**Aim of the exercise**
Your job is to write out each record exactly, leaving none out.

Data entries:
== Segment start ==

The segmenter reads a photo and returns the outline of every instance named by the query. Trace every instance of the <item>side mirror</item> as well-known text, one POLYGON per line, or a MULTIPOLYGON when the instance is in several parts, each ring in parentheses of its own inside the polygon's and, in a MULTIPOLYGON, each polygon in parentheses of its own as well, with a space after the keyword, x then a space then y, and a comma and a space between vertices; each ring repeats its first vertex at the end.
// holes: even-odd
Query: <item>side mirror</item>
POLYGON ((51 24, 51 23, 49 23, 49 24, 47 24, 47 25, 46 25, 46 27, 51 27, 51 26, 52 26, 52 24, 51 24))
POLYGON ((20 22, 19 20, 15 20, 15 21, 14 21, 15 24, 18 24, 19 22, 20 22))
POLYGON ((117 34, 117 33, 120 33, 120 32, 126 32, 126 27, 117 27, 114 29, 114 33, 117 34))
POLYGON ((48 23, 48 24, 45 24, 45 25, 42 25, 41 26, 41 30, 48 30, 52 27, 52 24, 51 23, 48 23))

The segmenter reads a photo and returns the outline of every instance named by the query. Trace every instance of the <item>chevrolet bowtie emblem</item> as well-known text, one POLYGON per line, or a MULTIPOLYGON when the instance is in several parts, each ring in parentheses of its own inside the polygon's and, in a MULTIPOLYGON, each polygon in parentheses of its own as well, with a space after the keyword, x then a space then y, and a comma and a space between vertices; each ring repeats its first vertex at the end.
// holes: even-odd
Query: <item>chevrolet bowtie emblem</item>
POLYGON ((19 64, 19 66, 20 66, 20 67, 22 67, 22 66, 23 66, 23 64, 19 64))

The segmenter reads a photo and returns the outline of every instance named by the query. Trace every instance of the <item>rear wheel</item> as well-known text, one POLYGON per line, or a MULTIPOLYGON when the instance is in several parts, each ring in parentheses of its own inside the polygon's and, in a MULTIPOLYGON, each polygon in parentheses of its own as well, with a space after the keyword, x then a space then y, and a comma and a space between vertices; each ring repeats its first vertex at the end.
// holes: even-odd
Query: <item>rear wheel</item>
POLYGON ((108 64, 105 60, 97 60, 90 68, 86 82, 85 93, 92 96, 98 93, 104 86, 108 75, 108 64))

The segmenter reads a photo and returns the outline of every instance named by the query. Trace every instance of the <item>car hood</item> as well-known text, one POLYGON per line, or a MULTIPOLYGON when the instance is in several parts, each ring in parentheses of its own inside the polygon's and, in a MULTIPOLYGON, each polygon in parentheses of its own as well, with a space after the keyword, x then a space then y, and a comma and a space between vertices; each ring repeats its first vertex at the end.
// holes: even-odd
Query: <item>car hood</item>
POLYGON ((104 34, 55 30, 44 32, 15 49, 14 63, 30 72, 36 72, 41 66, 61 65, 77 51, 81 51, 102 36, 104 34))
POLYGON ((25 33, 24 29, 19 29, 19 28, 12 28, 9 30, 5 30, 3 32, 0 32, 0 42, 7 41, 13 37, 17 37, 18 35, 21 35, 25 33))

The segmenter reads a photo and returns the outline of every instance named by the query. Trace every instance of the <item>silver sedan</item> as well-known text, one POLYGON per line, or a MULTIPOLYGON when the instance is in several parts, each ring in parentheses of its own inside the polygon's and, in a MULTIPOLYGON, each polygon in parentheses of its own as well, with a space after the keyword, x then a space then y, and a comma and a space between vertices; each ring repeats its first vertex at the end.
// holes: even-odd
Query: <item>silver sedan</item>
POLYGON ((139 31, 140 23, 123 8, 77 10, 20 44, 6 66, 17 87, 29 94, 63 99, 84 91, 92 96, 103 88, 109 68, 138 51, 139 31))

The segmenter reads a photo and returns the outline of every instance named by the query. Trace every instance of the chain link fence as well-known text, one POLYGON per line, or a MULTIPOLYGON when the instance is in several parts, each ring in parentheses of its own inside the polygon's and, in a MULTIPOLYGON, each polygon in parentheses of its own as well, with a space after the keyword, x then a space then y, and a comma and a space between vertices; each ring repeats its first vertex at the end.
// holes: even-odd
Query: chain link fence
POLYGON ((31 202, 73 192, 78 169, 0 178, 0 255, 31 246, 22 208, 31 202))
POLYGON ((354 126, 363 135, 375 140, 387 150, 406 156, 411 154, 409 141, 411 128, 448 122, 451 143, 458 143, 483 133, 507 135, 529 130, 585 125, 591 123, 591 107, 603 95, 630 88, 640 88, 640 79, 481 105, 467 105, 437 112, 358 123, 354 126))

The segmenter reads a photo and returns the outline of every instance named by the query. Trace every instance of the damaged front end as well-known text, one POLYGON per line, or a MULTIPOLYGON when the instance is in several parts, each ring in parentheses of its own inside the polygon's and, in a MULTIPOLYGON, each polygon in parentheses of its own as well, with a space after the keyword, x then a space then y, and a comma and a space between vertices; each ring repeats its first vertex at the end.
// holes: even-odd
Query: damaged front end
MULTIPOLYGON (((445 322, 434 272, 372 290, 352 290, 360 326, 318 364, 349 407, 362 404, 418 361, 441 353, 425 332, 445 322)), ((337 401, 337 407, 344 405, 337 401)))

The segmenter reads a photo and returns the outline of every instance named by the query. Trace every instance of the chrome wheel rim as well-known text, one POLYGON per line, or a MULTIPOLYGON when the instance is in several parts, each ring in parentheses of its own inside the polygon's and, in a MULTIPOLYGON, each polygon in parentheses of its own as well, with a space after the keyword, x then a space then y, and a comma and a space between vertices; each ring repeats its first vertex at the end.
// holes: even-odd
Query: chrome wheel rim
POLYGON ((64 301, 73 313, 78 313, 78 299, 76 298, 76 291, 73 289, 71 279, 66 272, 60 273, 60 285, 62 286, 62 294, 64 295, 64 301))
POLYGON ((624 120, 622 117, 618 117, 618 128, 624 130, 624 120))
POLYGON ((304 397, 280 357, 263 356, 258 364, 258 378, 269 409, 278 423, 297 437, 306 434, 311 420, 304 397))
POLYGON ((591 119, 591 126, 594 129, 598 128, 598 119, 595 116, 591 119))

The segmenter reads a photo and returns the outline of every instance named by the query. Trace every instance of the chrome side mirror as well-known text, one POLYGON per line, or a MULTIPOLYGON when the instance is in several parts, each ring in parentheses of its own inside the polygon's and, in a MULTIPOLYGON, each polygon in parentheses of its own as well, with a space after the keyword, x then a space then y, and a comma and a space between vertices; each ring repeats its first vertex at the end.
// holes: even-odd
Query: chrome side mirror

== Segment end ==

**Solution to this problem**
The segmenter reads a photo and returns the outline of every instance named by the query. Trace every instance of the <item>side mirror</item> as well-known text, one POLYGON per line, or a MULTIPOLYGON when the instance is in several parts, each ring in parentheses of its own inside the polygon's and, in a MULTIPOLYGON, each polygon in parentheses of its own as well, with a space after the keyword, x then a space then y, and a comma and a space between vertices; each ring repeats its first vertex at the end.
// holes: even-odd
Query: <item>side mirror</item>
POLYGON ((51 24, 51 23, 49 23, 49 24, 47 24, 47 25, 46 25, 46 27, 51 27, 51 26, 52 26, 52 24, 51 24))
POLYGON ((20 22, 19 20, 15 20, 15 21, 14 21, 15 24, 18 24, 19 22, 20 22))
POLYGON ((117 34, 117 33, 120 33, 120 32, 126 32, 126 27, 117 27, 114 29, 114 33, 117 34))
POLYGON ((48 23, 48 24, 45 24, 45 25, 42 25, 41 26, 41 30, 48 30, 52 27, 52 24, 51 23, 48 23))

The segmenter reads a photo and returns the outline of every instance named by the query. Trace every instance of the <item>chevrolet bowtie emblem</item> as well-known text, one POLYGON per line, or a MULTIPOLYGON when the instance is in several parts, each ring in parentheses of its own inside the polygon's and, in a MULTIPOLYGON, each polygon in parentheses of its own as well, with a space after the keyword, x then a space then y, and a comma and a space between vertices; each ring repeats its first vertex at the end.
// holes: even-odd
Query: <item>chevrolet bowtie emblem</item>
POLYGON ((19 64, 19 66, 20 66, 20 67, 22 67, 22 66, 23 66, 23 64, 19 64))

The segmenter reads a photo and returns the outline of every instance named by the query. Trace every instance of the <item>rear wheel</item> as well-known text, one POLYGON per line, or a MULTIPOLYGON when the instance is in several parts, each ring in parentheses of its own inside the polygon's and, in a MULTIPOLYGON, each polygon in parentheses of its own as well, with a space after the keyword, x then a space then y, and a comma and a space between vertices; each ring repeats its first vertex at the end.
// holes: even-odd
Query: <item>rear wheel</item>
POLYGON ((108 64, 105 60, 97 60, 90 68, 86 82, 85 93, 92 96, 98 93, 104 86, 108 75, 108 64))

The segmenter reads a photo and returns the outline of every instance named by the query. Trace every instance of the <item>car hood</item> as well-known text, one POLYGON per line, or a MULTIPOLYGON when the instance is in several parts, each ring in parentheses of its own inside the polygon's and, in a MULTIPOLYGON, each polygon in parentheses of its own as well, with a space after the keyword, x then a space then y, and a comma and a space between vertices; each ring repeats its first vertex at the end.
// holes: even-odd
Query: <item>car hood</item>
POLYGON ((104 34, 55 30, 44 32, 15 49, 14 63, 30 72, 36 72, 41 66, 61 65, 77 51, 81 51, 102 36, 104 34))
POLYGON ((25 33, 24 29, 19 29, 19 28, 12 28, 9 30, 5 30, 3 32, 0 32, 0 42, 7 41, 13 37, 17 37, 18 35, 21 35, 25 33))

The segmenter reads a photo and returns the outline of every instance named by the query. Trace every instance of the <item>silver sedan</item> as well-known text, one POLYGON per line, or a MULTIPOLYGON when the instance is in several parts, each ring in parentheses of its own inside the polygon's and, in a MULTIPOLYGON, each polygon in parentheses of its own as well, with a space after the keyword, x then a space then y, and a comma and a space between vertices; each ring repeats its first vertex at the end.
// holes: even-odd
Query: <item>silver sedan</item>
POLYGON ((139 31, 140 23, 123 8, 77 10, 20 44, 6 66, 17 87, 29 94, 63 99, 84 91, 92 96, 103 88, 109 68, 138 51, 139 31))

The segmenter reads a photo and returns the outline of every instance named by the query. Trace every instance of the chain link fence as well-known text, one POLYGON per line, or a MULTIPOLYGON when the instance is in several parts, each ring in parentheses of its own inside the polygon's and, in a MULTIPOLYGON, each polygon in parentheses of its own as well, with a space after the keyword, x then a space then y, and a comma and a space between vertices; each ring repeats its first vertex at the end.
// holes: even-odd
Query: chain link fence
POLYGON ((31 202, 73 192, 78 169, 0 178, 0 255, 31 246, 22 208, 31 202))
POLYGON ((354 126, 363 135, 375 140, 387 150, 406 156, 411 154, 409 141, 411 128, 448 122, 451 143, 458 143, 483 133, 507 135, 529 130, 585 125, 591 123, 591 107, 603 95, 630 88, 640 88, 640 79, 481 105, 467 105, 437 112, 358 123, 354 126))

The segmenter reads a photo and returns the outline of every instance named by the query. Trace every instance of the damaged front end as well-known text, one POLYGON per line, or a MULTIPOLYGON when the instance is in several parts, each ring in parentheses of its own inside the polygon's and, in a MULTIPOLYGON, each polygon in parentheses of its own as well, with a space after the keyword, x then a space then y, and a comma and a space between vertices; each ring repeats its first vertex at the end.
// holes: even-odd
Query: damaged front end
MULTIPOLYGON (((445 322, 434 272, 372 290, 352 290, 360 326, 318 364, 349 407, 362 404, 418 361, 441 353, 425 332, 445 322)), ((337 401, 337 407, 344 405, 337 401)))

The segmenter reads a photo and returns the outline of every instance named by the query. Trace every instance of the chrome wheel rim as well-known text, one POLYGON per line, or a MULTIPOLYGON when the instance is in several parts, each ring in parentheses of its own inside the polygon's and, in a MULTIPOLYGON, each polygon in parentheses of its own as well, with a space after the keyword, x then a space then y, and a comma and a space between vertices; each ring repeats its first vertex at the end.
// holes: even-odd
Query: chrome wheel rim
POLYGON ((64 301, 73 313, 78 313, 78 299, 76 298, 76 291, 73 289, 71 279, 66 272, 60 273, 60 285, 62 286, 62 294, 64 295, 64 301))
POLYGON ((624 120, 622 117, 618 117, 618 128, 624 130, 624 120))
POLYGON ((304 397, 280 357, 263 356, 258 364, 258 378, 269 409, 278 423, 297 437, 306 434, 311 420, 304 397))
POLYGON ((591 119, 591 126, 594 129, 598 128, 598 119, 595 116, 591 119))

The segmenter reads a photo and returns the outline of every instance named by the query. Trace every instance of the chrome side mirror as well-known text, one POLYGON per line, or a MULTIPOLYGON when the instance is in several parts, each ring in parentheses of its own inside the polygon's and, in a MULTIPOLYGON, each polygon in parentheses of its own as well, with a space after the keyword, x then a space then y, and a comma and a space between vertices; each ring repeats its first vertex at the end.
// holes: even-odd
Query: chrome side mirror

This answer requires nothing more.